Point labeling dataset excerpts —

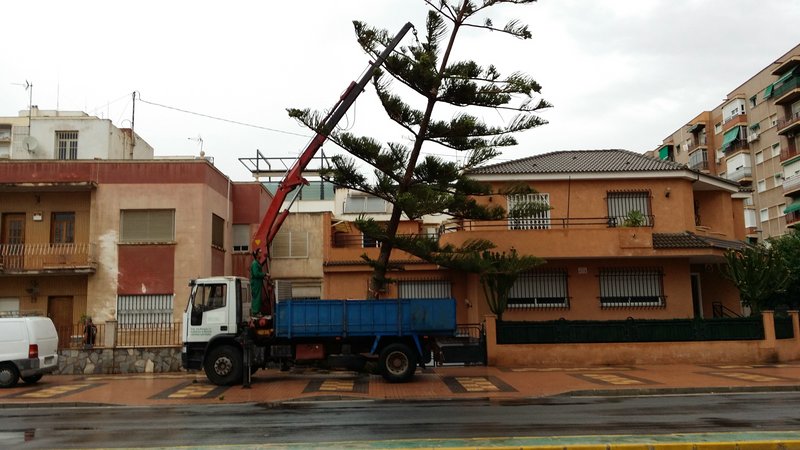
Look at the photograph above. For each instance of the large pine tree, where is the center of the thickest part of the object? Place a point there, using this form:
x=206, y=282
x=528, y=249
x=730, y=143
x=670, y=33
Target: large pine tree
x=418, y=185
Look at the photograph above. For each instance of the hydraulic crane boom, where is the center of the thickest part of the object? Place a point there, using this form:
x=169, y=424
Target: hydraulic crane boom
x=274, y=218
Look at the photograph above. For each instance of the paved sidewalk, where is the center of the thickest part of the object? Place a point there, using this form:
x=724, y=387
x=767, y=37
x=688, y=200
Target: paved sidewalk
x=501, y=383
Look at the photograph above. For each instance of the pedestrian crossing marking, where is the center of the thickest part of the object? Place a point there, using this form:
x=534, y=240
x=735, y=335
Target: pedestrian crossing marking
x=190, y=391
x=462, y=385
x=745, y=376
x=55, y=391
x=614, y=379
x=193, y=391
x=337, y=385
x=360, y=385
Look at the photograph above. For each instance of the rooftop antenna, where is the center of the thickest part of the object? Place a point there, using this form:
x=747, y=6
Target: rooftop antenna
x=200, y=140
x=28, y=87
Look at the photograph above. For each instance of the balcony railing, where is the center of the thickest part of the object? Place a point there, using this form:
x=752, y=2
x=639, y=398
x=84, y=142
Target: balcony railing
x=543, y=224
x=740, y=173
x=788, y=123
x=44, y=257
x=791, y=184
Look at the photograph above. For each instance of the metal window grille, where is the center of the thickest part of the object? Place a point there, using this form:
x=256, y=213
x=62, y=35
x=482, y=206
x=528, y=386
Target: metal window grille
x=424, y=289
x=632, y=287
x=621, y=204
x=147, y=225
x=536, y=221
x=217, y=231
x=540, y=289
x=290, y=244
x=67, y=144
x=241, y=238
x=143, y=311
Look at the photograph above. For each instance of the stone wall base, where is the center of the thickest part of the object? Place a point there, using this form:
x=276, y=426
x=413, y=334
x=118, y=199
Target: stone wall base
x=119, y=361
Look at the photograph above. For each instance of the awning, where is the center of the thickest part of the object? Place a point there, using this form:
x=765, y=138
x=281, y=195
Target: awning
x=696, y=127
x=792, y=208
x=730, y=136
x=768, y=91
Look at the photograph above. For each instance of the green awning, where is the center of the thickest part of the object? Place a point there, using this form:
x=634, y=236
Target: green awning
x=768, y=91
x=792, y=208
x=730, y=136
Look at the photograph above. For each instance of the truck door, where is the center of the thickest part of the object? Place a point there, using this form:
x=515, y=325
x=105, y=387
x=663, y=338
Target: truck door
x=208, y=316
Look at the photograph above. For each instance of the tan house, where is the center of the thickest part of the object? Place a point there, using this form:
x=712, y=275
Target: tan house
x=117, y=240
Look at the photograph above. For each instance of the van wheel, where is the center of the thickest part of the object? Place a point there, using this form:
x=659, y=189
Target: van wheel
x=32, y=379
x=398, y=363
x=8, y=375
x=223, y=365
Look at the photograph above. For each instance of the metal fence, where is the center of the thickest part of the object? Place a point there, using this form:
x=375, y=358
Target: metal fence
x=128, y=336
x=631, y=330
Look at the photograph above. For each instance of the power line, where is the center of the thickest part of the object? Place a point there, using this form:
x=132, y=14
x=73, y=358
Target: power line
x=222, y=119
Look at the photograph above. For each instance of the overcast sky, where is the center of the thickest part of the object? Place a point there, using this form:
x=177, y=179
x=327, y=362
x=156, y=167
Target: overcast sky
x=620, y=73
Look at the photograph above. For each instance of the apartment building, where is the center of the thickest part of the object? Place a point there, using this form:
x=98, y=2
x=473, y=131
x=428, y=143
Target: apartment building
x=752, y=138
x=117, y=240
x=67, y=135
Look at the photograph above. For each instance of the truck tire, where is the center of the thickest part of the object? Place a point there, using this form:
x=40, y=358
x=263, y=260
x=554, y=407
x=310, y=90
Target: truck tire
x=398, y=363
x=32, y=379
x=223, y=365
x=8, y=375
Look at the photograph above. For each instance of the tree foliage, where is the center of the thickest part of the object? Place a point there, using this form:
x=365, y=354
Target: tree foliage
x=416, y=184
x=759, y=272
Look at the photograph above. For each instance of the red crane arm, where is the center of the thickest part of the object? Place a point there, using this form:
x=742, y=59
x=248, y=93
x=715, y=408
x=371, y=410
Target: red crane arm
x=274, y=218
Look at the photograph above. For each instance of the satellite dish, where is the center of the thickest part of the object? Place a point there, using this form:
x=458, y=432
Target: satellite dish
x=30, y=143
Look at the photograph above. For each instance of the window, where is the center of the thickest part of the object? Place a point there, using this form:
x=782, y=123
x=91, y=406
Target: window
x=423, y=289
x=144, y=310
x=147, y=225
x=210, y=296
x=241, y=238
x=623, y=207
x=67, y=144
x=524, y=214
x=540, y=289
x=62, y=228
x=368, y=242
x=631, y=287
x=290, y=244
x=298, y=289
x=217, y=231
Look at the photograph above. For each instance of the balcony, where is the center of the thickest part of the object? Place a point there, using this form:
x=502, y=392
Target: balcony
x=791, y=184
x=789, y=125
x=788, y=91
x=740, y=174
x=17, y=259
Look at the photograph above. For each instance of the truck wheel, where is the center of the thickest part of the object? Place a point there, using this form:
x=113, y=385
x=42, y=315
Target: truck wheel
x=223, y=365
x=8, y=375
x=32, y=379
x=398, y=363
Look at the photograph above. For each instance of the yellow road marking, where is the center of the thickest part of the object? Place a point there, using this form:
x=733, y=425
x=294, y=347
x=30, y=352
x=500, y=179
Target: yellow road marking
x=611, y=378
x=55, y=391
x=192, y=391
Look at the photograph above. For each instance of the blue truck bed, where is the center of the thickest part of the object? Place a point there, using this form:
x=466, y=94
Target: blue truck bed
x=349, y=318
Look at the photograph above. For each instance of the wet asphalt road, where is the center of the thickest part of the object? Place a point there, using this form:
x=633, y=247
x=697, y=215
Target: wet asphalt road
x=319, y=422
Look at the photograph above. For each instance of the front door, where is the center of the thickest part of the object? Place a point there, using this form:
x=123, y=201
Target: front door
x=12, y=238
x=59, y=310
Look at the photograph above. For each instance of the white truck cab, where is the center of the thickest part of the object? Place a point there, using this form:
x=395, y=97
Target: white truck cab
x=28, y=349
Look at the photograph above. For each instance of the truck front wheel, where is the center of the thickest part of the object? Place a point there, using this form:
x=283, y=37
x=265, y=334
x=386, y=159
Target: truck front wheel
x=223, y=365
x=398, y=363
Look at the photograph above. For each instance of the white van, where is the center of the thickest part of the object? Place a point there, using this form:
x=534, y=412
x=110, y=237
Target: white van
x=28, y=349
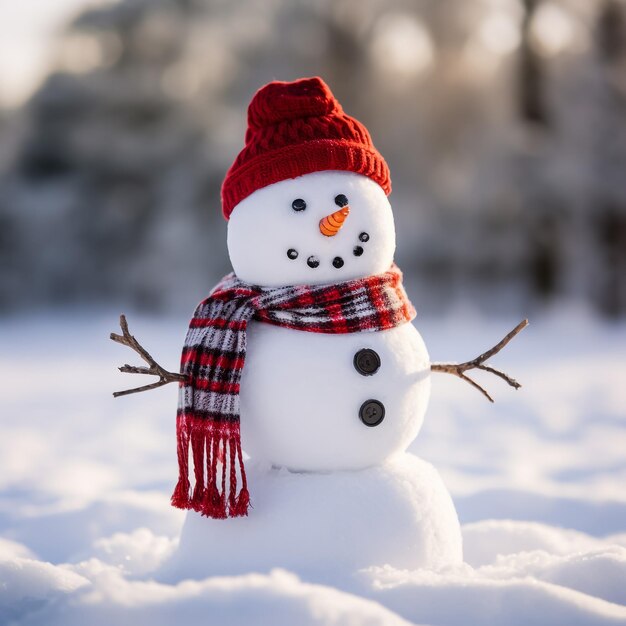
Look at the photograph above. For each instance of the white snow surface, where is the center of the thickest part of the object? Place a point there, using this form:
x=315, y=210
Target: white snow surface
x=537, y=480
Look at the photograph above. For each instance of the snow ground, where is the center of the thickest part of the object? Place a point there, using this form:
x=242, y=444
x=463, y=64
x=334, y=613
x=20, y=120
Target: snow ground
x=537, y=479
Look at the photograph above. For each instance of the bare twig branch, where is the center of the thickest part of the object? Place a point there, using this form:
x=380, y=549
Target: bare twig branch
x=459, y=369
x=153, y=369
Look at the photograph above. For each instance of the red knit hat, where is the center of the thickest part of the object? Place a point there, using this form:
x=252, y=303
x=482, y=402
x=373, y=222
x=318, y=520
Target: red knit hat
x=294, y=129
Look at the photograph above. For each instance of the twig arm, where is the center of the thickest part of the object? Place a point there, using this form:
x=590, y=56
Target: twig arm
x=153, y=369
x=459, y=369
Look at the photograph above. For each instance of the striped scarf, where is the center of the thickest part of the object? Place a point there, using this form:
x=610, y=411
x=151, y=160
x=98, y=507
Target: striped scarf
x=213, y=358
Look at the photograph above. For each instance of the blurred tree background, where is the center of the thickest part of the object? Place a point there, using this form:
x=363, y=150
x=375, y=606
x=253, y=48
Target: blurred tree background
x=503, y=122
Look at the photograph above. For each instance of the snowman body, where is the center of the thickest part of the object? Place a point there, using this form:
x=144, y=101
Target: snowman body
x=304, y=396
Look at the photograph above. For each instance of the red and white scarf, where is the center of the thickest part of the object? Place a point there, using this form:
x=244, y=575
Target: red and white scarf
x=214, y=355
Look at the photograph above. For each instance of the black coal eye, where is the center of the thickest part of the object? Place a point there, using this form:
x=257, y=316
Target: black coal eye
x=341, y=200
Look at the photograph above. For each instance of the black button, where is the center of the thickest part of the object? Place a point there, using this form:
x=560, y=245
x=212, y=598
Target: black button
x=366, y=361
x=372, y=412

Task to complete —
Reproduce exactly, with nothing added, the lines from the one that contains "Look at the photograph above. For each instance of the bare" to the end of the data.

Solution below —
Look at the photograph above. For each instance of the bare twig branch, where is the center of the thickest part of the object? Place a point there, using this form:
x=380, y=549
Target: bare twig branch
x=459, y=369
x=153, y=369
Look at the photograph above. For each instance of the red knit hat, where is the center of the thickest part of the object? Place a point there, using this form:
x=252, y=303
x=482, y=402
x=373, y=222
x=318, y=520
Target: red knit hat
x=294, y=129
Look at the photograph above. For each instance of the twig arm, where is the center of the thickest part of the object? Place a point there, using this form:
x=590, y=56
Target: twig arm
x=153, y=369
x=459, y=369
Look at the photograph above. For each instance of the striped scarf, where is the center of the thickest part of the object? Place a point there, using this form:
x=610, y=411
x=151, y=160
x=98, y=507
Target: striped scarf
x=213, y=358
Look at the photograph above. For each instance of the blurred tree background, where is the center of the thickest part of the object? Place a point there, using this form:
x=363, y=150
x=375, y=606
x=253, y=48
Target: blurred tree background
x=503, y=122
Look at the photograph above. For each instance of the snowman body, where is the center of the thickest part of the object? Place a point there, using this form:
x=144, y=101
Target: snowman body
x=304, y=396
Look at the photograph above. For each instance of the red and white scarf, where is the center of the thickest part of the object? Place a point there, using this form:
x=244, y=575
Target: red and white scarf
x=214, y=355
Look at the photograph above. For each instance of the black coal eye, where is the center of the thickest part of the object? Place a point there, using this form:
x=257, y=316
Target: black coal eye
x=341, y=200
Look at the photograph above. For each instance of the black button, where is the center of the thickest part of the object? Place a point there, using this form:
x=560, y=245
x=212, y=598
Target: black button
x=366, y=361
x=372, y=412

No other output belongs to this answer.